(Data extracted from a collection)
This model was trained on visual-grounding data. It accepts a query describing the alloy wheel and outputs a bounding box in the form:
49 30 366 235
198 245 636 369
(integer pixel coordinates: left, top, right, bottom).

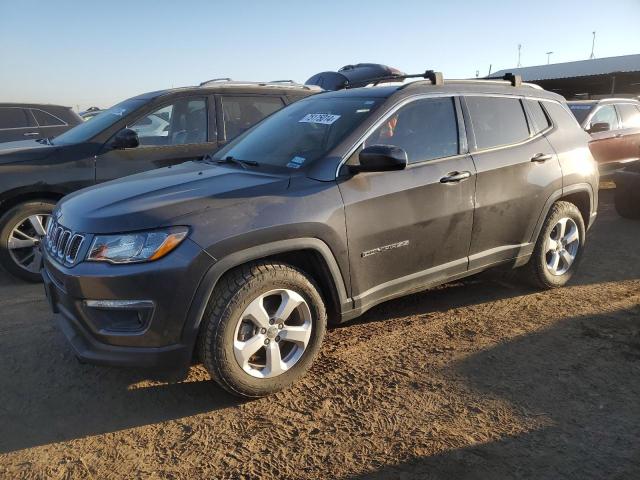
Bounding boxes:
7 214 50 274
545 217 579 276
233 289 312 379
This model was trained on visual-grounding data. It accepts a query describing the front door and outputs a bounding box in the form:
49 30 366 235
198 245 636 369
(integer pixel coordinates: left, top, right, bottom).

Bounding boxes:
339 96 476 311
95 96 216 182
586 103 625 167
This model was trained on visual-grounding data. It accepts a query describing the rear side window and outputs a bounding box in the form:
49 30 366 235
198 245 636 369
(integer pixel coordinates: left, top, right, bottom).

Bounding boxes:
222 96 285 141
365 97 459 163
31 109 66 127
617 103 640 129
526 100 551 133
466 96 530 150
0 108 30 129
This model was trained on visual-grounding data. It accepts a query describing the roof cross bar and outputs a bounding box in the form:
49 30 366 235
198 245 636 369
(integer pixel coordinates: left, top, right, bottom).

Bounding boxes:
502 73 522 87
362 70 444 88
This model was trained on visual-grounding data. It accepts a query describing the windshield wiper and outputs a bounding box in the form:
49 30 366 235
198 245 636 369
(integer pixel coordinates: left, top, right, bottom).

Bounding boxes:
206 154 258 169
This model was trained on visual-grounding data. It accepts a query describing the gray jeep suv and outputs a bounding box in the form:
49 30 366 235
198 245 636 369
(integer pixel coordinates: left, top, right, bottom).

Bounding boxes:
42 72 599 398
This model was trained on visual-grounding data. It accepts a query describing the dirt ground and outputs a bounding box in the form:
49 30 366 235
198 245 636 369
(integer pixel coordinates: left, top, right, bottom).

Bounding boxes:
0 188 638 480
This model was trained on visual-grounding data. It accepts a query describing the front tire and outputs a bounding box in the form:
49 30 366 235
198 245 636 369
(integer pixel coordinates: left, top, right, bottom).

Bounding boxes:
523 201 586 289
198 261 327 398
0 200 56 283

THE TASK:
Repeat the data exactly, excluding the pictures.

ANSWER FOR THIS EXERCISE:
This model was trained on visual-grounding data. It accepts a query describing the alloy wheel and outputs a bounding box in the form:
49 30 366 235
198 245 636 369
(integer pixel coordinates: left, top, right, bottom).

Bounding boxes:
7 214 50 274
545 217 579 276
233 289 312 379
This model was trained on visual-grounding data. It accepts a query describing the front door and outputs a bounding box in the form:
49 30 366 235
198 245 636 369
(integer pixel coordinates: left, top, right, bottom).

Bounding boxes:
339 96 476 311
95 96 216 182
586 103 625 167
This model was trained on visual-grounding data. It accepts a query describing the rear side window and outputs a bounding box in the form:
49 30 366 235
198 245 636 369
(integer pixel coordinates: left, top, right, bottom).

Bounding boxes:
222 96 285 141
365 97 459 163
31 109 66 127
617 103 640 129
526 100 551 133
466 96 530 150
0 108 30 129
This model was trained on visual-grounding data. It accepts a query describing the roof cross bar and outputs a bounding box in the form:
49 30 366 235
198 245 636 369
(integer pixel coordinates: left, top, right, bottom).

Bounding boxes:
502 73 522 87
362 70 444 88
This model was trained on visual-grounding data. It accepts a query describing the windshield wiper and outputs a bounding box in the form:
49 30 366 235
198 245 636 369
(integer pixel coordinates: left, top, right, bottom).

Bounding boxes:
206 154 258 169
This model was trained on visual-grounding data. It accepts a query describing the gray jeep suv and outputs a bounding box in the form:
49 30 366 235
198 245 636 369
(integer pixel coordinates: left, top, right, bottom).

Bounding boxes:
42 72 599 398
This model was trained on visual-grounding data. It accepts a query describing the dirt ground and outputs a bounding box in the form:
49 30 366 235
198 245 636 369
(integer pixel coordinates: left, top, right, bottom).

Bounding boxes:
0 188 638 480
This model was trained on visual-grounding data. It accepts a query describing the front tire and outputs a bounding box in the form:
49 30 366 235
198 245 636 369
(integer pixel coordinates: left, top, right, bottom).

Bounding boxes:
523 201 586 289
198 261 327 398
0 200 56 283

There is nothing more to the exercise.